THE REQUEST: Please rewrite the part of the records that opens with the line containing "Using the specimen image, mark the ceiling" and closes with the line containing "[372,275,406,339]", changing "sofa" to "couch" and leaving everything else the same.

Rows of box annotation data

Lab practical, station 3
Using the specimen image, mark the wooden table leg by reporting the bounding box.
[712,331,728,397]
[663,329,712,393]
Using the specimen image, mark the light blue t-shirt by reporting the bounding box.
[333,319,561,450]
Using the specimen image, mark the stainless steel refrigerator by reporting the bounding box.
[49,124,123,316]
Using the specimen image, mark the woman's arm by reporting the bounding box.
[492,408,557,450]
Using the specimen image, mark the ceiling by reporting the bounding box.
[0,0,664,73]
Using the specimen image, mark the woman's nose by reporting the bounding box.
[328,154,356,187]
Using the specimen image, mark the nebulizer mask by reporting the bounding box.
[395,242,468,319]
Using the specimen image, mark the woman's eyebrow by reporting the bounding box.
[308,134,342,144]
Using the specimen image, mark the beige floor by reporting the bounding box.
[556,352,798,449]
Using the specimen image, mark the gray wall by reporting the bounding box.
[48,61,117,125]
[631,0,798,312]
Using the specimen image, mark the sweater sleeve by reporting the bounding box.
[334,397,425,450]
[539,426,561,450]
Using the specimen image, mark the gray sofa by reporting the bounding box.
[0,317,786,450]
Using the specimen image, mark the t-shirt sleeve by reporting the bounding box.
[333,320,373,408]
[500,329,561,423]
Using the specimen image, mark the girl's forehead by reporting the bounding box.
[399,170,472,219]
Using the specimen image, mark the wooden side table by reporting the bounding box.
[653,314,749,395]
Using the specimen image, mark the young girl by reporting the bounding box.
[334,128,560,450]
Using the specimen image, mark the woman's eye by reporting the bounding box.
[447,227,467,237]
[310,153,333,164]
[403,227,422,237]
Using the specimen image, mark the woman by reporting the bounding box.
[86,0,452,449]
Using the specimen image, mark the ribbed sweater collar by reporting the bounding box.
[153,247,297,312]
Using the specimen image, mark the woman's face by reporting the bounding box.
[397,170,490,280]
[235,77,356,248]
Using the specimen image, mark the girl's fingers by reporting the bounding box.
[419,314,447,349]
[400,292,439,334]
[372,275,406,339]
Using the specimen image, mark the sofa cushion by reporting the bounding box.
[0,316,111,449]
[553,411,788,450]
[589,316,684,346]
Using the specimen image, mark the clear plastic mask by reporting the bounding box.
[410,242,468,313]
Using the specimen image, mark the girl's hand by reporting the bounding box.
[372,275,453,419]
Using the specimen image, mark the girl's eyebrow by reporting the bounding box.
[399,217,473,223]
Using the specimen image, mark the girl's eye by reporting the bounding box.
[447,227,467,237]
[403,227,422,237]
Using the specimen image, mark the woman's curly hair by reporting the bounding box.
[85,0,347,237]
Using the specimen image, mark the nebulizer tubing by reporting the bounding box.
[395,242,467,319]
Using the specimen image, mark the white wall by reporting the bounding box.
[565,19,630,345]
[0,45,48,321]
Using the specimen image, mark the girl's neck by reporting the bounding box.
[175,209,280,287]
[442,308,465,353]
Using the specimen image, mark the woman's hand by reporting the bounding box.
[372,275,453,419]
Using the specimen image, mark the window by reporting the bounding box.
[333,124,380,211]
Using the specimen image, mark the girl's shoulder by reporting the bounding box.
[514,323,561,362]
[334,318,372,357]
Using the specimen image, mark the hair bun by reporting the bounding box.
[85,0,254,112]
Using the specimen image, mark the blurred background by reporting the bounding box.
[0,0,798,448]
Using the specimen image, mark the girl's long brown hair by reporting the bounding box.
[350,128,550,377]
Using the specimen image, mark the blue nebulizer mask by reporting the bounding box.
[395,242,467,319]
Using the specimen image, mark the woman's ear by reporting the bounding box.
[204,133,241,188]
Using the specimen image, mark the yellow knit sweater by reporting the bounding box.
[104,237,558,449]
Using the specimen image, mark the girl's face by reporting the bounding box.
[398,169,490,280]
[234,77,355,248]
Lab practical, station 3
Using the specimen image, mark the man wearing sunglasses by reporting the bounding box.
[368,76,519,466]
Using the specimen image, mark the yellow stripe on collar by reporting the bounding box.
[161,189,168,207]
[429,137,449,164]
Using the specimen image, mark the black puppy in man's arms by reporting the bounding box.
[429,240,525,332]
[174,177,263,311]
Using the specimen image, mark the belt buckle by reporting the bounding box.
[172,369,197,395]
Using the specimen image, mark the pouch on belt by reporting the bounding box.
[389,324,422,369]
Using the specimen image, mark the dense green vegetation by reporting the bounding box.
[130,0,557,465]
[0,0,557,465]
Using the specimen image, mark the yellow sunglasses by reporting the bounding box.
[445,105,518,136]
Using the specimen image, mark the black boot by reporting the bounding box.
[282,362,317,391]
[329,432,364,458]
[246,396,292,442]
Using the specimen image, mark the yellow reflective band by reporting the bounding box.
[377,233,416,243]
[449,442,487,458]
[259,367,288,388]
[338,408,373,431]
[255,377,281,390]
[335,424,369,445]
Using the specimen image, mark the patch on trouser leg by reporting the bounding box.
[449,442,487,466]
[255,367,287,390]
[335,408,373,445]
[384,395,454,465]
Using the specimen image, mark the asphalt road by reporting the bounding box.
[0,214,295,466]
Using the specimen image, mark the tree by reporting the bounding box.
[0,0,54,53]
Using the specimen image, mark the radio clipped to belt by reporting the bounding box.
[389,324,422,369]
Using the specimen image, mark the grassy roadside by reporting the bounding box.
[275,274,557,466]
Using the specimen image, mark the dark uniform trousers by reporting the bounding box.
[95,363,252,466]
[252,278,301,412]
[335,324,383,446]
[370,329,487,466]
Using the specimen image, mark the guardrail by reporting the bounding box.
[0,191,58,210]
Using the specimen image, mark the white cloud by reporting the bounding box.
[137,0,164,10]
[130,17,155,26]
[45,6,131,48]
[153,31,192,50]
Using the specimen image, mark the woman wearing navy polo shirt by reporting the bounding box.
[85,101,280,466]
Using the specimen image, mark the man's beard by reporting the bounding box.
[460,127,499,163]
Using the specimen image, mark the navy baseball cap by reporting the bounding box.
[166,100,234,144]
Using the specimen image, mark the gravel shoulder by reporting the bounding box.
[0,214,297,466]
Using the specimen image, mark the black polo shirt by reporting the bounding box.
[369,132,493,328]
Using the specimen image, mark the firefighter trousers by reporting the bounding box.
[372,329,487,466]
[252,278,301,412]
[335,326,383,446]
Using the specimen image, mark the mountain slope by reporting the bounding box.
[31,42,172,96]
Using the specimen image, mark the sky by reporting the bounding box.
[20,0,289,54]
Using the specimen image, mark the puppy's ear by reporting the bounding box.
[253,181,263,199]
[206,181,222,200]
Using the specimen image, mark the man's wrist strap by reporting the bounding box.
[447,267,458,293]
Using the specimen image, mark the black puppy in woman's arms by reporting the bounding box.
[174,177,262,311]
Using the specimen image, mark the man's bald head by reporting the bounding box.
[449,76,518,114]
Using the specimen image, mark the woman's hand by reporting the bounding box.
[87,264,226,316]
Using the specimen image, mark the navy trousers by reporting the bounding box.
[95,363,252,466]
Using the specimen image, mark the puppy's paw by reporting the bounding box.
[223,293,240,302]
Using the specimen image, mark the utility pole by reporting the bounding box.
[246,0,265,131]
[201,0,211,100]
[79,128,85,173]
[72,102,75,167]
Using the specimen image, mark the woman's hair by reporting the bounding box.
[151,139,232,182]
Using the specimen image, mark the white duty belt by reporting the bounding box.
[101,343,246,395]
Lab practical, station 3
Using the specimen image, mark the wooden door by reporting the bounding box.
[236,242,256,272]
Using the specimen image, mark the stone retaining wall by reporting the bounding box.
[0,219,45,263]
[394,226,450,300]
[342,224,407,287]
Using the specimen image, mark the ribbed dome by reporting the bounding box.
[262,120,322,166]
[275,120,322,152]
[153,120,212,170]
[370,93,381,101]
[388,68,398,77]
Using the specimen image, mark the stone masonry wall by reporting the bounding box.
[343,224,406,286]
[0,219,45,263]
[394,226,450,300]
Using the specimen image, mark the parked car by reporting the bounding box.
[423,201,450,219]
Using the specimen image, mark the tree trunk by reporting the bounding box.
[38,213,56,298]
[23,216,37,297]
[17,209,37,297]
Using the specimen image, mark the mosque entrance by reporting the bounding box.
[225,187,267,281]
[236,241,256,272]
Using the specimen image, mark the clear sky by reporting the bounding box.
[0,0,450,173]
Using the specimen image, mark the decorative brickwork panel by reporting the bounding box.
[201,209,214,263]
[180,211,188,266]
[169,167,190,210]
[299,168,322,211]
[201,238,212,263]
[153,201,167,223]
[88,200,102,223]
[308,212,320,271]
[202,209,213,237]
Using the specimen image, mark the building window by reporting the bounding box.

ANSWER FOR THIS EXERCISE:
Using the specimen image, mark the ceiling by reporting the bounding box.
[0,0,664,73]
Using the specimen image, mark the woman's nose by reporting the bounding box.
[328,154,356,187]
Using the specimen image, mark the nebulizer mask by reporting the bounding box.
[395,242,468,319]
Using the specimen image, mark the woman's eyebrow by reporting the bounding box.
[308,134,342,144]
Using the specimen image, mark the beige floor by reporting the bounding box.
[556,352,798,449]
Using the specimen image, mark the gray wall by reporting the bounding box.
[48,61,117,125]
[631,0,798,312]
Using the specimen image, mark the sweater sleeve by reporting the bounding box.
[334,397,425,450]
[539,426,561,450]
Using the specimen image, mark the gray couch by reporting the bounding box.
[0,317,786,450]
Using the specimen image, mark the t-shirt sleeve by reporting the bounding box.
[333,320,373,408]
[500,329,561,423]
Using the specimen image, mark the girl's forehead by reporting the bounding box.
[399,170,472,219]
Using the specimen image, mark the wooden side table by reporting the bounding box.
[653,314,749,395]
Using the specimen image, mark the young girl by reporting the bounding box.
[334,128,560,450]
Using the specimen image, mark the woman's eye by reporting the bounding box.
[447,227,467,237]
[310,153,333,164]
[403,227,422,237]
Using the specimen image, mark the woman by reporting the bounding box.
[86,0,452,449]
Using the specimen image, mark the ribbed sweater collar by reporting the bounding box.
[153,247,297,312]
Using the specimen image, mark the woman's face by reporting the bounding box.
[397,170,490,280]
[235,77,356,248]
Using the specimen image, mark the girl's fingers by reporting the bounding box.
[419,314,447,349]
[400,292,439,334]
[372,275,406,339]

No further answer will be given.